- [DIRECTIVE]
Print everything from the first of the lines below down to and including the line containing "[142,261,177,287]", character for character, and stop there.

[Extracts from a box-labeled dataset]
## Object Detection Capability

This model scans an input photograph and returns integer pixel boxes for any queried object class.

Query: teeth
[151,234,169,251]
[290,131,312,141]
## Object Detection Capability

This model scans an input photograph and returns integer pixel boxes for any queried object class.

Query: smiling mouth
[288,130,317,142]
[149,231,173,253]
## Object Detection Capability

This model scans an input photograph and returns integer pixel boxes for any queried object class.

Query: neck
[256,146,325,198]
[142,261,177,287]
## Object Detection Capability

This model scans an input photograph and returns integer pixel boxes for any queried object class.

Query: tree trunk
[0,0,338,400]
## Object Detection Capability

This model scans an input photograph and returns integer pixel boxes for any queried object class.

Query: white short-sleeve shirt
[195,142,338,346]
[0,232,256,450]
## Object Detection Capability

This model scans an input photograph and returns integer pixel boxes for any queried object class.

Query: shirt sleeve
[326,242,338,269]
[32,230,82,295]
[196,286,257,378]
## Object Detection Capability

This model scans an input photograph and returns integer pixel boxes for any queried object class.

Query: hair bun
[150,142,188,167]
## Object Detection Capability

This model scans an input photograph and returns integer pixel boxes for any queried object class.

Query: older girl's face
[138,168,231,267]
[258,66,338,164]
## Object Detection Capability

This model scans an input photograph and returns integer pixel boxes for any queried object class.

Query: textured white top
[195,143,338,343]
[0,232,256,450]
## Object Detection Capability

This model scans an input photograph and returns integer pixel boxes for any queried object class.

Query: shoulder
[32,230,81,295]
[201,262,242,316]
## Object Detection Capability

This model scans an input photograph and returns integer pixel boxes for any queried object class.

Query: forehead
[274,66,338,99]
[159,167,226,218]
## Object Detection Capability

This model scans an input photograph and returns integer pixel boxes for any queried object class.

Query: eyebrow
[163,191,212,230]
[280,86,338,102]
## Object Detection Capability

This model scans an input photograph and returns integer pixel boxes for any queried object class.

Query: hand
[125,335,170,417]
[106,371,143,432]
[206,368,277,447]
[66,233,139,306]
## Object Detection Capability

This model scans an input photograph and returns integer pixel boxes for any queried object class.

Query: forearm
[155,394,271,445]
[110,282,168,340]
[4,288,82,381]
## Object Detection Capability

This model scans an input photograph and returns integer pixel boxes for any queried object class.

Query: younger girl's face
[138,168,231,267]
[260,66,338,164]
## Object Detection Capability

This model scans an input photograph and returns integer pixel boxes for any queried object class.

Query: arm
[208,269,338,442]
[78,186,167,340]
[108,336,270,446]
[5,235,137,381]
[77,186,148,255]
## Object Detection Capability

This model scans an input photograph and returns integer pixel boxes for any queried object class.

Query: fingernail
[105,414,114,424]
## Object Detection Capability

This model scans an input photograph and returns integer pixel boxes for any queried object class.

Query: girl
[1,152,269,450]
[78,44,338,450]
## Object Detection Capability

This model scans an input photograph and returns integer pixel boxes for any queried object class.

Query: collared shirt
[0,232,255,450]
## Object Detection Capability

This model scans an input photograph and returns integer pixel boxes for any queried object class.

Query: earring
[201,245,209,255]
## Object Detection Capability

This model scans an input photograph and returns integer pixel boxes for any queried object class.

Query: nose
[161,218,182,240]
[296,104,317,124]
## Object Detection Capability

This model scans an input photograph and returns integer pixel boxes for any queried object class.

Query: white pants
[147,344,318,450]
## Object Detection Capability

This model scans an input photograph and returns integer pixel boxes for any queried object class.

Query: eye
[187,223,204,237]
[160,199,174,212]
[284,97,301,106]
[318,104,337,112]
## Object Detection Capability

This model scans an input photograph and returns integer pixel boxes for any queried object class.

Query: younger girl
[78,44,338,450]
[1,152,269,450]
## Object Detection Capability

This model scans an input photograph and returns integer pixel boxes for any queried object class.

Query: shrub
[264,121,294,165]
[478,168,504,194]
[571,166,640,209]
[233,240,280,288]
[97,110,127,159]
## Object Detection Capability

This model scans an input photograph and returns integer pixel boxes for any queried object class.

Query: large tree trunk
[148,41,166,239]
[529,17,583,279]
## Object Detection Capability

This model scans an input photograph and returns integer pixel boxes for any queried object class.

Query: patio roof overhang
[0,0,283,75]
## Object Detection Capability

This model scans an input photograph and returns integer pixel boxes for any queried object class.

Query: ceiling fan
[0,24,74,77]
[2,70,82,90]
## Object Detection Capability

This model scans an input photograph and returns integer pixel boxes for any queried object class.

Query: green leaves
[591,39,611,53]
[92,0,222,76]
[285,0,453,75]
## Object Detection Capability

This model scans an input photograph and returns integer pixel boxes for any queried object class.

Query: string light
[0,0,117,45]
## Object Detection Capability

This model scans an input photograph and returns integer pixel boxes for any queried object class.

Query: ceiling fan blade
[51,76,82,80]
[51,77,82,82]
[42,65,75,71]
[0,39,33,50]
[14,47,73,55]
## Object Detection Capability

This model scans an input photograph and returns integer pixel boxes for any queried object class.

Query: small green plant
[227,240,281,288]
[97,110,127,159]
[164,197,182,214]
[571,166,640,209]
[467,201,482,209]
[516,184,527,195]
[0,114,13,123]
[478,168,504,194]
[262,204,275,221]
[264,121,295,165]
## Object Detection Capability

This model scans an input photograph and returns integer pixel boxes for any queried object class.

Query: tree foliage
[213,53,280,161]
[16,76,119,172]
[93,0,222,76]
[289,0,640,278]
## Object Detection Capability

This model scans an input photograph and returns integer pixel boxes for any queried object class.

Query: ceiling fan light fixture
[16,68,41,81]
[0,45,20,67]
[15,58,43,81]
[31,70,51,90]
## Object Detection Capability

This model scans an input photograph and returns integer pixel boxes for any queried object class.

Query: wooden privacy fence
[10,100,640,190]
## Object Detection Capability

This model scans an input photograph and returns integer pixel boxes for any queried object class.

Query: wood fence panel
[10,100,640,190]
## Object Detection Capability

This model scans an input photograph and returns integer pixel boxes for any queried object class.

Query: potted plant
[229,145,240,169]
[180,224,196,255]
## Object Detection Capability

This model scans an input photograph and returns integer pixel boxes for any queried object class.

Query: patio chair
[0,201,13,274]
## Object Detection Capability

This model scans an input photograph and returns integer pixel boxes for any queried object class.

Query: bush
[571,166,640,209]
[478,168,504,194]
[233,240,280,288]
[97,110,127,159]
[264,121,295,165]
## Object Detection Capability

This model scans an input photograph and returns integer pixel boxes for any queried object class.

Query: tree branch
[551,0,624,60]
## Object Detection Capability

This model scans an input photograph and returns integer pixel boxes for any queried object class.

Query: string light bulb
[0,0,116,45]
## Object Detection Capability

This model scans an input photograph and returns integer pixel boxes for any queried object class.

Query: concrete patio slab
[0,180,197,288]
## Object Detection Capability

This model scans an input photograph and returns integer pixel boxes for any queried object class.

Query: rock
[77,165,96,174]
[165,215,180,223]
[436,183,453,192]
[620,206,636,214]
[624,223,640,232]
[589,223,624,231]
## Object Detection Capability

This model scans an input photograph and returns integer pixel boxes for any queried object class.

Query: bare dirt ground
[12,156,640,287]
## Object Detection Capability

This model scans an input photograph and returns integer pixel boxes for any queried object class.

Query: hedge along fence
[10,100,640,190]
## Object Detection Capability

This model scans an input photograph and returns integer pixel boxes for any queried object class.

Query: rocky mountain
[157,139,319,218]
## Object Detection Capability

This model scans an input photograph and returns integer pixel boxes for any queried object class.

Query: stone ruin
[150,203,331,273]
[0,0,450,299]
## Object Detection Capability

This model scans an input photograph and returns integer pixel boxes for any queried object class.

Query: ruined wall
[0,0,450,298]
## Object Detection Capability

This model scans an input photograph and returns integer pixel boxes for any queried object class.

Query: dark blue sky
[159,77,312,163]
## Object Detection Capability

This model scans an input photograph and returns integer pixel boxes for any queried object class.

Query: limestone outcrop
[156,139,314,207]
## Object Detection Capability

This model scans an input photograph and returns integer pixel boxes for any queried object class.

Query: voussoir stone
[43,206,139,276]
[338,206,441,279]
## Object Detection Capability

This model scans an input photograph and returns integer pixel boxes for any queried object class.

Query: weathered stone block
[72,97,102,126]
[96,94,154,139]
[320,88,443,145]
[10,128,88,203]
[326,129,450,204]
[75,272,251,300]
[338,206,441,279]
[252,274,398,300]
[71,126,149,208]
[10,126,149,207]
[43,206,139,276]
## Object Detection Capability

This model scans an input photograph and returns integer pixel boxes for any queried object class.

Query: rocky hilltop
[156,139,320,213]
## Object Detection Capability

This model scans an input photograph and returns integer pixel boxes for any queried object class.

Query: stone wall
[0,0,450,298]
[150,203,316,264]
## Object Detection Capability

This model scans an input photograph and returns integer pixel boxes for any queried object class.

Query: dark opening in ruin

- [ANSWER IN FULL]
## Object Detection Capability

This model scans an input photograph and returns integer pixel boxes for any queried object class.

Query: teeth
[151,234,169,251]
[290,131,312,141]
## Object Detection Capability

This model scans an input photograph and returns integer pixel boxes for any queried object class.

Query: smiling mouth
[288,130,317,142]
[149,231,173,253]
## Object Detection Capability

This model scans an input photograph and returns integer pixel boxes for any queried object class.

Query: neck
[256,146,325,198]
[142,261,177,287]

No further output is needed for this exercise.